Gentleman Jack Recap: Season 1, Episode 3 ("Oh Is That What You Call It?")

This post continues my recapping of the TV show Gentleman Jack. For those not familiar:
Gentleman Jack is an eight-episode drama series from BAFTA-winning writer Sally Wainwright (To Walk Invisible, Happy Valley).

Set in 1832 West Yorkshire, England, Gentleman Jack is inspired by the true-story and coded journals of Anne Lister (played by Suranne Jones), and follows her attempt to revitalize her inherited home, Shibden Hall. Most notably for the time period, a part of Lister's plan is to help the fate of her own family by taking a wife.
The series is on HBO and runs Monday nights at 10 PM. (Note: Recaps will include spoilers for that episode.)



We have to talk about the enchanted make-out cottage.

----------------------------------------

### Stated task 1
According to the recap, what is the name of the home Anne Lister inherited?

----------------------------------------

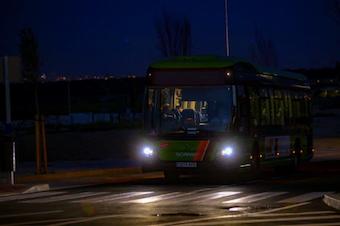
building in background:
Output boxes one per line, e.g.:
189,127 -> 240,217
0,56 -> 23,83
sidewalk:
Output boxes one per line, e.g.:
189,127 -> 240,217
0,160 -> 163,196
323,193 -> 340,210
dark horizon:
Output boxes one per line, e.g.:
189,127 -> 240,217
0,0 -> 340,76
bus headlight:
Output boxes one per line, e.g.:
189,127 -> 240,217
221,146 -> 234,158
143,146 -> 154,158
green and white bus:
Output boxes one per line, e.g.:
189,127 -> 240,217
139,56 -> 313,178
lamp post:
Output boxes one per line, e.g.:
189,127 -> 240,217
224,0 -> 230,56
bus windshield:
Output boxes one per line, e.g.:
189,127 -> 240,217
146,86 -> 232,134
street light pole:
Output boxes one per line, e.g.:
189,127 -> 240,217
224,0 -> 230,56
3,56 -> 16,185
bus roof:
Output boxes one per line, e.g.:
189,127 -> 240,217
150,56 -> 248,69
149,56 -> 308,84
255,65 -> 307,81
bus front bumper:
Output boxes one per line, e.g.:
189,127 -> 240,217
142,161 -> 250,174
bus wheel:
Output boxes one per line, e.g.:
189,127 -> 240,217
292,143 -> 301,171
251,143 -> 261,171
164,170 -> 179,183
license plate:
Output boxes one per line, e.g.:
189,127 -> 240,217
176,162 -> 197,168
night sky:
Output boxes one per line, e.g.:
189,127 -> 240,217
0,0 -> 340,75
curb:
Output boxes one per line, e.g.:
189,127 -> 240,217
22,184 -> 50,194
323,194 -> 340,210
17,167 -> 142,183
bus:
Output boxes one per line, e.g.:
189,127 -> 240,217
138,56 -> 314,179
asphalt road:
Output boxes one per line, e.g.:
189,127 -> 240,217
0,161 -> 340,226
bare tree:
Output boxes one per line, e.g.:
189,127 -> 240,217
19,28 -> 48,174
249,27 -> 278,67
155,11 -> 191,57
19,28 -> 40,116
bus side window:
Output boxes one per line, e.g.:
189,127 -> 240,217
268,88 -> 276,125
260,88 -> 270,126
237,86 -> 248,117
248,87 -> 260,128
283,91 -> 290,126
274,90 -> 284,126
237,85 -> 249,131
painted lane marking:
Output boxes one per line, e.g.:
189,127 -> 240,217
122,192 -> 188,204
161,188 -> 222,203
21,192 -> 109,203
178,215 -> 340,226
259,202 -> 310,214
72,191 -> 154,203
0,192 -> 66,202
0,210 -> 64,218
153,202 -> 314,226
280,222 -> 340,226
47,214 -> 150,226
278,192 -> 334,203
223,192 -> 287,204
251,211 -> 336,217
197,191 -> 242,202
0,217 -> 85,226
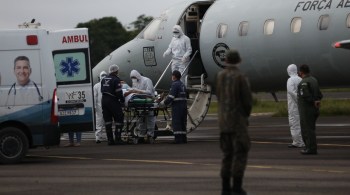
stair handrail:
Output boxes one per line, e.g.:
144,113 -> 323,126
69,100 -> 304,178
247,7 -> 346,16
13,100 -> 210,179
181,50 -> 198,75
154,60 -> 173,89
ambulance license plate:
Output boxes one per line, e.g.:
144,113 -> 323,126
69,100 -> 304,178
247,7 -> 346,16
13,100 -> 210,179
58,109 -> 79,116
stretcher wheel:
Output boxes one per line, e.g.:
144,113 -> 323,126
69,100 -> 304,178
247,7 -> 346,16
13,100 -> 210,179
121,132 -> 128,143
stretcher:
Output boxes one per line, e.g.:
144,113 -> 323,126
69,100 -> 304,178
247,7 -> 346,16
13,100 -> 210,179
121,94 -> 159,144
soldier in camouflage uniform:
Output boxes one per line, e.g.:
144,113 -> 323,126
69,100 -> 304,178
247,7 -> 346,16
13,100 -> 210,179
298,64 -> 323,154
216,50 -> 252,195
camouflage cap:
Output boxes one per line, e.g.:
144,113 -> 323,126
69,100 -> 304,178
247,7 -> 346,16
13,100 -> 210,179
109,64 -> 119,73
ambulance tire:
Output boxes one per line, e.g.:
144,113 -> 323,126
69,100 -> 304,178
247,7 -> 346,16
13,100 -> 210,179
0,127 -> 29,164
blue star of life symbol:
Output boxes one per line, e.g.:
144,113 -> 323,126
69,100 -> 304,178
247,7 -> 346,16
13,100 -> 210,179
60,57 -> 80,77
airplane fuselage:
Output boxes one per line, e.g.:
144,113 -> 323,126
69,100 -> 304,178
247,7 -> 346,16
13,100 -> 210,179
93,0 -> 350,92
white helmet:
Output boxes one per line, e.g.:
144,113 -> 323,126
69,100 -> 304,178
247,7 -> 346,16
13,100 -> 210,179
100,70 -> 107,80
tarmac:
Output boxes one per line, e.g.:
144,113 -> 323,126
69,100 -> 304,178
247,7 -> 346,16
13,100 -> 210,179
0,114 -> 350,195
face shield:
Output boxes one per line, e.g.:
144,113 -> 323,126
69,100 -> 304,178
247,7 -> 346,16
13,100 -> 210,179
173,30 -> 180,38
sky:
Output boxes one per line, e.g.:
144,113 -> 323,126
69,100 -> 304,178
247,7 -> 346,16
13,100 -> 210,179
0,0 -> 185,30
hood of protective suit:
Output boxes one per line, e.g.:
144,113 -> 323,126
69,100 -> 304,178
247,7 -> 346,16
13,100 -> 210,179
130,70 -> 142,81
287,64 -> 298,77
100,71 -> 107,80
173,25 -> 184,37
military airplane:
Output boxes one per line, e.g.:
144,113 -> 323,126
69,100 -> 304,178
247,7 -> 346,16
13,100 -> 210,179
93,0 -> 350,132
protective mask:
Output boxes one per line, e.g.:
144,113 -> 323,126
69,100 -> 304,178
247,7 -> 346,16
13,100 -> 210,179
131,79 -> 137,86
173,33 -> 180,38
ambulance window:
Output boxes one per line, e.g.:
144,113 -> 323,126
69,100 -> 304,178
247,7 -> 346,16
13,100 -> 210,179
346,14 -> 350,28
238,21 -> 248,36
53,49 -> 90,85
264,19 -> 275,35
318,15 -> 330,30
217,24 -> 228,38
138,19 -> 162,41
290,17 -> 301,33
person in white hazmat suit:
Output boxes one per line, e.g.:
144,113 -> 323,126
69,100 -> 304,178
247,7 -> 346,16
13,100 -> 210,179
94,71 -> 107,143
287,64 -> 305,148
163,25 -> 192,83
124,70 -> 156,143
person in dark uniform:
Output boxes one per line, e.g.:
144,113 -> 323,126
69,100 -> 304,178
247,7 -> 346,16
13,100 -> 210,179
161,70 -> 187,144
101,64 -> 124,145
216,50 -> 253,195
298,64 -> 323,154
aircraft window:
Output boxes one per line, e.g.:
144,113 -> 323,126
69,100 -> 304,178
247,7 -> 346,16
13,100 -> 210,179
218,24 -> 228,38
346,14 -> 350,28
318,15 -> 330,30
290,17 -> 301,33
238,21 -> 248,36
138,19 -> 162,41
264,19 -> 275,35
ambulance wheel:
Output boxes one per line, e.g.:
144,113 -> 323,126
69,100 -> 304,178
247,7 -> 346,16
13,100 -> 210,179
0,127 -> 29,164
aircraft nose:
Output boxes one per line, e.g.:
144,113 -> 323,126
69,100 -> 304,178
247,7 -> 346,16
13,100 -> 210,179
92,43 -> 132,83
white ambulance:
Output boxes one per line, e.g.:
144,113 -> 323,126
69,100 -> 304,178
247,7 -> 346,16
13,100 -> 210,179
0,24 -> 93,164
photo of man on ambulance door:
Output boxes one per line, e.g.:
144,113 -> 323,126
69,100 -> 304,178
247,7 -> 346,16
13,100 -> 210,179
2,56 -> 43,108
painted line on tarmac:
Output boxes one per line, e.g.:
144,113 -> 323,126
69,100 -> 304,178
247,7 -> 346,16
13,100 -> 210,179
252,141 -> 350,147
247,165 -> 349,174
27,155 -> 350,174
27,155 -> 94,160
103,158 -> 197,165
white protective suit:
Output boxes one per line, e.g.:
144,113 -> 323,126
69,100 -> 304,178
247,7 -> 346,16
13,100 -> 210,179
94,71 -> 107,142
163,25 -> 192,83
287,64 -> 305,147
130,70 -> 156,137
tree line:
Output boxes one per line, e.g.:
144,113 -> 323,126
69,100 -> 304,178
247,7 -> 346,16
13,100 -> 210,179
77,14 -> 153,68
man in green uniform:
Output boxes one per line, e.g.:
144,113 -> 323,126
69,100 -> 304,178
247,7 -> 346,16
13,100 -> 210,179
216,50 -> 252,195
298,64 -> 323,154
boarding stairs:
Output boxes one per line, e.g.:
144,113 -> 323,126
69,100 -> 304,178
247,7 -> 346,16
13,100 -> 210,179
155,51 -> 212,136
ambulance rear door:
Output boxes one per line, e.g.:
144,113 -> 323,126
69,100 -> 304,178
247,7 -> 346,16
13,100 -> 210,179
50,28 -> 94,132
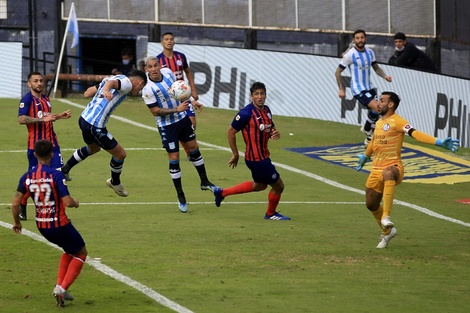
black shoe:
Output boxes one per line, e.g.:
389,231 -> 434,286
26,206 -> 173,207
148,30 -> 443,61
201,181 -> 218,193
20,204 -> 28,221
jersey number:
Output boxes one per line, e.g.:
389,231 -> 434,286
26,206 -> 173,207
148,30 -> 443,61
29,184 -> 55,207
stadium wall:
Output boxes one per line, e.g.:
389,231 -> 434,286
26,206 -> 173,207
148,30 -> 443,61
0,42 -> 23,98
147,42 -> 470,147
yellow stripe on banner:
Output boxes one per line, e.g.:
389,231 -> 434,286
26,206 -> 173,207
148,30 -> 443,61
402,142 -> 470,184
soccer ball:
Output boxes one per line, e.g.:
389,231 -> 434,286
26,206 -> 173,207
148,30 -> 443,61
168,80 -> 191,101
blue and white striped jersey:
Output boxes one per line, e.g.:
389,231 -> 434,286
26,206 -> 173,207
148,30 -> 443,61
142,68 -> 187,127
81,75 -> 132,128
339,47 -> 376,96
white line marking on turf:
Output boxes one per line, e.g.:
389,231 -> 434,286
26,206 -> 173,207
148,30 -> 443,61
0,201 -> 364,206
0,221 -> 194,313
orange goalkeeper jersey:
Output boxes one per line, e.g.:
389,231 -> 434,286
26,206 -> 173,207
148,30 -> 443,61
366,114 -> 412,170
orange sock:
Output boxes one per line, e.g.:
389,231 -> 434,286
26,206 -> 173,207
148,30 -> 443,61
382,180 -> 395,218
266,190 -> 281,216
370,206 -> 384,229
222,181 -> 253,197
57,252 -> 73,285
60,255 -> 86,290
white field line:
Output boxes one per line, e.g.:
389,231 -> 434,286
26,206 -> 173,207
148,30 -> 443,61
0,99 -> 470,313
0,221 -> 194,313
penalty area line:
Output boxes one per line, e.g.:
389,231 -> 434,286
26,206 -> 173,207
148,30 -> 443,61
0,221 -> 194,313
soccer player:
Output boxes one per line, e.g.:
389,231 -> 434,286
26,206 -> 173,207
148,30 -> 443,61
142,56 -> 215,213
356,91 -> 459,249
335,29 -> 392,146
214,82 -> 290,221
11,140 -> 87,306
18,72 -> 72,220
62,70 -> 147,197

----------------------------------------

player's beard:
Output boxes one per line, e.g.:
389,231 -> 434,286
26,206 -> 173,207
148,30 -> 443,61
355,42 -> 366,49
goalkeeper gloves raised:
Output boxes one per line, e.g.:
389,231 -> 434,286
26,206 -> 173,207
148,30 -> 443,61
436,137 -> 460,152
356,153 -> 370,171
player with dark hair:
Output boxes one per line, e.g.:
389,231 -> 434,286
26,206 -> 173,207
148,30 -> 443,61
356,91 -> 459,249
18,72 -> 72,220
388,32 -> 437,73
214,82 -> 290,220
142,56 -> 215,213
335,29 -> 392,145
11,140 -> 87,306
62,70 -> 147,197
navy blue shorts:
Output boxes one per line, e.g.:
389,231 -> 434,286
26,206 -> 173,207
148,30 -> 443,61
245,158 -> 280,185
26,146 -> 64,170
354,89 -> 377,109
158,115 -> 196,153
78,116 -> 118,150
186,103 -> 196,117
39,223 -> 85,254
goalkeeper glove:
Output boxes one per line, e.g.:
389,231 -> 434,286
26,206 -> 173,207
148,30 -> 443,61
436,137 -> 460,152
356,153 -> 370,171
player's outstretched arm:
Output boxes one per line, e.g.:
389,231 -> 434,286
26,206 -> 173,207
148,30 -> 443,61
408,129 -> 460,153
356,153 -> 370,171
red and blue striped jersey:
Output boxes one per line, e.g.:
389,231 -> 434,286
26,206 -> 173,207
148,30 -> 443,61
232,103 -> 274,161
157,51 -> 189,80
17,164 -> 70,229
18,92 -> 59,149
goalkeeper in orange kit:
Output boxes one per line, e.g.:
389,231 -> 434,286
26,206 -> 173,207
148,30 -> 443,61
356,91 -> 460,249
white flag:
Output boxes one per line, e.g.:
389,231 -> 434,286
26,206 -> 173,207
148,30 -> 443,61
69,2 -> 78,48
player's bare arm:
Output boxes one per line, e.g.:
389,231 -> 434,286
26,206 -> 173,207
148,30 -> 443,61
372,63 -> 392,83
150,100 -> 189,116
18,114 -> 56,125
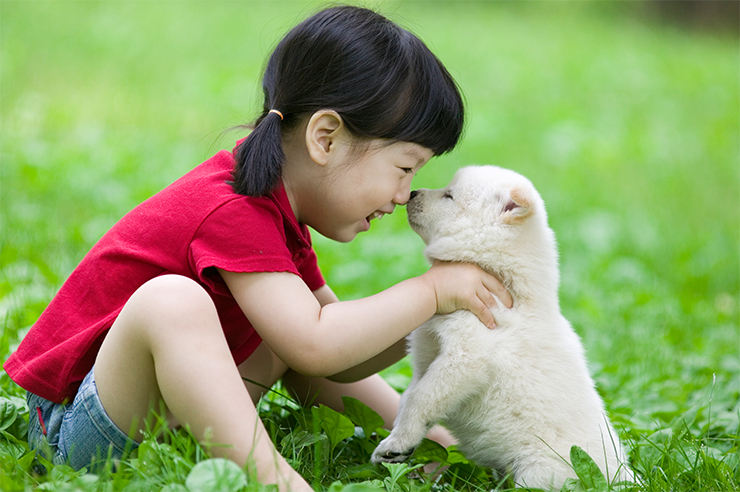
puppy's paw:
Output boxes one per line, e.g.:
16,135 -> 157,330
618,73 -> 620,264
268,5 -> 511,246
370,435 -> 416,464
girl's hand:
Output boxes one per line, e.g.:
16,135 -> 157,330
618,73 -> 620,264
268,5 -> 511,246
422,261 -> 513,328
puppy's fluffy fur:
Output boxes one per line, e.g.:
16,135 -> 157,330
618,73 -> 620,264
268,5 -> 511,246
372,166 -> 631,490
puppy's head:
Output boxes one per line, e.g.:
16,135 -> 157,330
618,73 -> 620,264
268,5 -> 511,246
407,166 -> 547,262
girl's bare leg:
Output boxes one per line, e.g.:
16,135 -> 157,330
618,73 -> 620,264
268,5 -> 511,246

----------------------------------------

### Stated task 2
Please state how many lines in the rows above contain the word "striped". Give only the number.

### Correct result 1
Shibden Hall

### Correct result 2
2